:: INFORMATION SHOWN ::
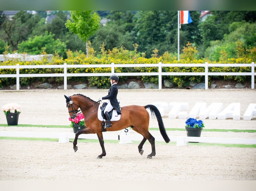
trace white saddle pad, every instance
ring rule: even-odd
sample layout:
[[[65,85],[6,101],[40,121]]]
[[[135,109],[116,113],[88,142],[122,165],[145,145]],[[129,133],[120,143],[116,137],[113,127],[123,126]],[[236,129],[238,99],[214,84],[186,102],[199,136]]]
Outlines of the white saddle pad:
[[[119,121],[121,118],[121,115],[118,115],[116,110],[113,110],[113,113],[112,114],[112,117],[110,119],[112,121]],[[100,121],[104,121],[106,120],[103,119],[101,115],[101,104],[99,106],[98,108],[98,118]]]

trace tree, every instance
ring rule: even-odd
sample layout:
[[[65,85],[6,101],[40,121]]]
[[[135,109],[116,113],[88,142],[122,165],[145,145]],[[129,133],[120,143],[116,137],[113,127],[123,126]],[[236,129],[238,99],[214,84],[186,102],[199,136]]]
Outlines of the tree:
[[[77,34],[86,44],[86,55],[88,58],[87,40],[99,29],[100,17],[96,13],[91,14],[91,11],[71,11],[71,18],[65,23],[66,27]]]
[[[66,45],[58,39],[55,40],[54,35],[45,31],[44,35],[35,36],[33,38],[23,41],[18,45],[18,52],[30,54],[39,54],[43,50],[47,54],[56,52],[62,56],[66,51]]]
[[[1,38],[7,42],[12,49],[16,50],[19,44],[27,40],[40,20],[37,15],[19,11],[11,18],[5,20],[1,28]]]

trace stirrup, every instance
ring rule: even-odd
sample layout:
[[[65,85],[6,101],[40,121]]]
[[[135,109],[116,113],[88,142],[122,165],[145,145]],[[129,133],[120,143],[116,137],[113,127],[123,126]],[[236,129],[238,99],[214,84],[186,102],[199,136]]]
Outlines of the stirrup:
[[[106,123],[106,125],[105,125],[105,128],[111,128],[112,127],[111,126],[111,124],[110,123],[110,124],[109,124],[108,123],[108,124],[107,124],[107,123]]]

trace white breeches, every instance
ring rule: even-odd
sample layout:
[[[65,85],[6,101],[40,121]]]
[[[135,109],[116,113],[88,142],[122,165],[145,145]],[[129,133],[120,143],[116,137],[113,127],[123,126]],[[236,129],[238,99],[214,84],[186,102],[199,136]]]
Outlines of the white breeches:
[[[111,103],[110,103],[110,101],[109,101],[109,99],[108,100],[108,104],[107,105],[105,109],[104,110],[104,113],[105,113],[106,111],[109,112],[113,109],[113,108],[114,108],[114,107],[113,107],[113,106],[111,105]]]

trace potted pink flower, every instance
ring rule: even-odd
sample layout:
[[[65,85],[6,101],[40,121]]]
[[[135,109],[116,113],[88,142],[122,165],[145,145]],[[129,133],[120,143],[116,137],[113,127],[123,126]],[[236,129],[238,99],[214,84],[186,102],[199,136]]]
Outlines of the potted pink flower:
[[[8,125],[17,125],[19,115],[21,112],[21,106],[18,104],[8,103],[2,107],[2,110],[6,117]]]
[[[77,117],[74,119],[71,119],[70,117],[69,118],[69,120],[71,122],[70,126],[73,128],[73,131],[74,133],[85,128],[84,118],[84,117],[82,113],[78,113]]]

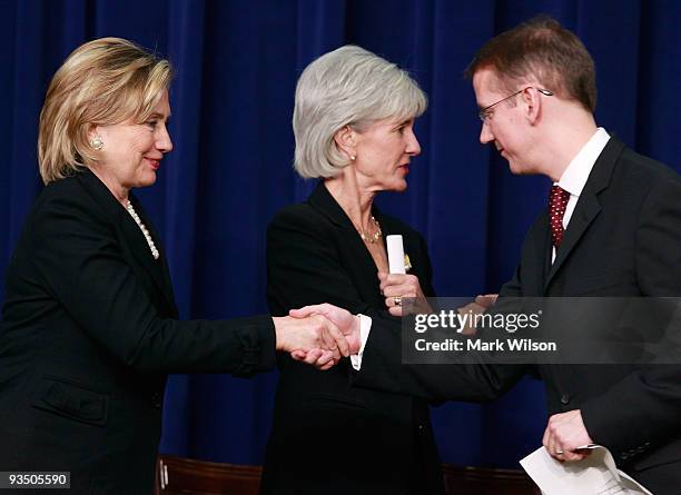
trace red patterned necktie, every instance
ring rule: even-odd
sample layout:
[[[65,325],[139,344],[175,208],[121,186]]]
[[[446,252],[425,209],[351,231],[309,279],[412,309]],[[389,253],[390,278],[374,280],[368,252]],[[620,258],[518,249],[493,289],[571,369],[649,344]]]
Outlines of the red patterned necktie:
[[[560,186],[551,187],[549,197],[549,221],[551,222],[551,241],[557,249],[563,240],[563,216],[570,200],[570,192]]]

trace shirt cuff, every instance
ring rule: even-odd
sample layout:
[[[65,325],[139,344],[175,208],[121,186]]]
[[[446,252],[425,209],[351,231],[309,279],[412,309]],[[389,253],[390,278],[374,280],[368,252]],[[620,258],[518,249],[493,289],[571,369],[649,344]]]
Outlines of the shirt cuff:
[[[355,368],[357,372],[362,368],[362,356],[364,355],[364,347],[366,346],[366,340],[368,340],[368,335],[372,330],[372,318],[362,314],[359,314],[358,316],[359,340],[362,341],[362,345],[359,346],[359,352],[351,356],[351,363],[353,365],[353,368]]]

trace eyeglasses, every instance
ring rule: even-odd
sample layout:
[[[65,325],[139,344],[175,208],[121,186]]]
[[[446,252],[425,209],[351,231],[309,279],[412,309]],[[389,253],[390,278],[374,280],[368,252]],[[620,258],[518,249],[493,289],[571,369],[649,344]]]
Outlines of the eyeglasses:
[[[485,123],[491,117],[492,117],[492,107],[496,107],[499,103],[506,101],[507,99],[513,98],[514,96],[520,95],[521,92],[523,92],[525,89],[530,89],[530,88],[534,88],[533,86],[527,86],[523,89],[521,89],[520,91],[515,91],[513,95],[509,95],[506,98],[502,98],[499,101],[495,101],[492,105],[487,105],[485,108],[481,109],[477,112],[477,117],[480,117],[480,120],[482,120],[483,123]],[[552,97],[553,93],[551,91],[549,91],[547,89],[542,89],[542,88],[534,88],[536,89],[539,92],[541,92],[542,95],[546,96],[546,97]]]

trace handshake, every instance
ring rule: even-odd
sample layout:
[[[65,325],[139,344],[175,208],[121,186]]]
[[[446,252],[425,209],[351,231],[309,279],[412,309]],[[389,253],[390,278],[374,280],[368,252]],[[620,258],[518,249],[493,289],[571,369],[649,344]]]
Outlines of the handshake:
[[[336,306],[305,306],[273,320],[277,350],[319,369],[329,369],[340,357],[359,352],[359,316]]]

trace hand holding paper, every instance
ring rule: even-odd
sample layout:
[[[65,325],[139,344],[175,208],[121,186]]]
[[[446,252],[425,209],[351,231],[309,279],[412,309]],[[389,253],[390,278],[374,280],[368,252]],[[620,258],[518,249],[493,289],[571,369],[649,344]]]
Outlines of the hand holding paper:
[[[403,316],[409,313],[432,313],[433,309],[421,289],[418,277],[406,274],[402,236],[387,236],[386,244],[391,273],[378,273],[378,279],[388,313],[393,316]],[[409,299],[409,307],[405,308],[403,300],[407,298]]]

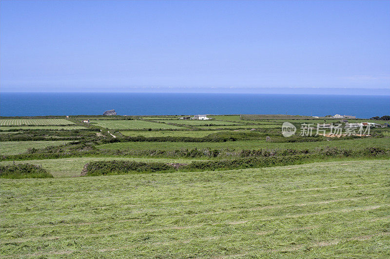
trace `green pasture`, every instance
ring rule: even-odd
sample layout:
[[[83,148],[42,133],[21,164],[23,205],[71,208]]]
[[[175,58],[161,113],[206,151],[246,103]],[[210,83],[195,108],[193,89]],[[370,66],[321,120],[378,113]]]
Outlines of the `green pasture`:
[[[14,129],[53,129],[73,130],[85,129],[82,126],[13,126],[12,127],[0,127],[0,130],[8,130]]]
[[[251,129],[258,129],[258,128],[269,129],[269,128],[280,128],[281,130],[282,124],[280,123],[279,125],[276,124],[264,124],[260,125],[228,125],[226,126],[196,126],[196,127],[197,128],[201,129],[202,130],[220,129],[234,130],[237,129],[247,129],[248,130],[250,130]]]
[[[7,119],[0,120],[0,126],[23,125],[67,125],[75,124],[64,119]]]
[[[230,125],[237,124],[236,122],[221,121],[214,121],[214,120],[207,121],[201,121],[200,120],[166,120],[166,122],[184,125],[190,125],[191,126],[201,126],[202,125],[208,125],[209,124],[213,124],[214,125]]]
[[[349,149],[364,148],[367,147],[388,148],[390,145],[390,138],[362,138],[353,139],[332,140],[330,141],[273,143],[265,139],[260,140],[242,140],[224,142],[129,142],[105,144],[98,146],[101,149],[132,149],[135,150],[175,150],[181,149],[229,149],[241,150],[243,149],[312,149],[325,147],[338,147]]]
[[[2,258],[388,258],[390,161],[2,179]]]
[[[217,121],[242,122],[242,121],[240,119],[239,115],[210,115],[210,117],[213,119],[215,119]]]
[[[79,175],[84,165],[92,161],[107,161],[112,160],[124,160],[135,161],[136,162],[160,162],[161,163],[189,163],[193,161],[204,160],[197,158],[194,159],[172,159],[172,158],[144,158],[127,157],[68,157],[65,158],[36,159],[19,161],[19,163],[28,163],[42,166],[55,178],[69,177]],[[13,161],[1,162],[3,165],[13,164]]]
[[[191,138],[203,138],[210,134],[220,132],[219,131],[193,131],[187,130],[179,131],[121,131],[123,136],[137,137],[141,136],[146,138],[152,137],[190,137]]]
[[[159,123],[136,120],[91,120],[90,122],[95,123],[98,126],[104,127],[108,129],[180,129],[180,127],[168,125],[165,123]]]
[[[1,155],[17,155],[24,153],[31,148],[43,148],[49,146],[59,146],[66,142],[64,141],[1,141],[0,154]]]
:::
PROMPT: Starting at the first of the rows above and ending at the line containing "Outlines of the white saddle", write those lines out again with "saddle pad" switched to "saddle blanket" and everything else left unchanged. Leave out the picture.

TASK ANSWER:
trace white saddle blanket, every instance
ring rule: even-odd
sample layout:
[[[65,85],[6,101],[40,121]]]
[[[135,109],[116,113],[88,142],[122,165],[145,145]],[[129,133],[120,143],[116,137],[113,127],[123,126]],[[236,129],[238,99],[214,84],[186,102],[199,136]]]
Outlines of the white saddle blanket:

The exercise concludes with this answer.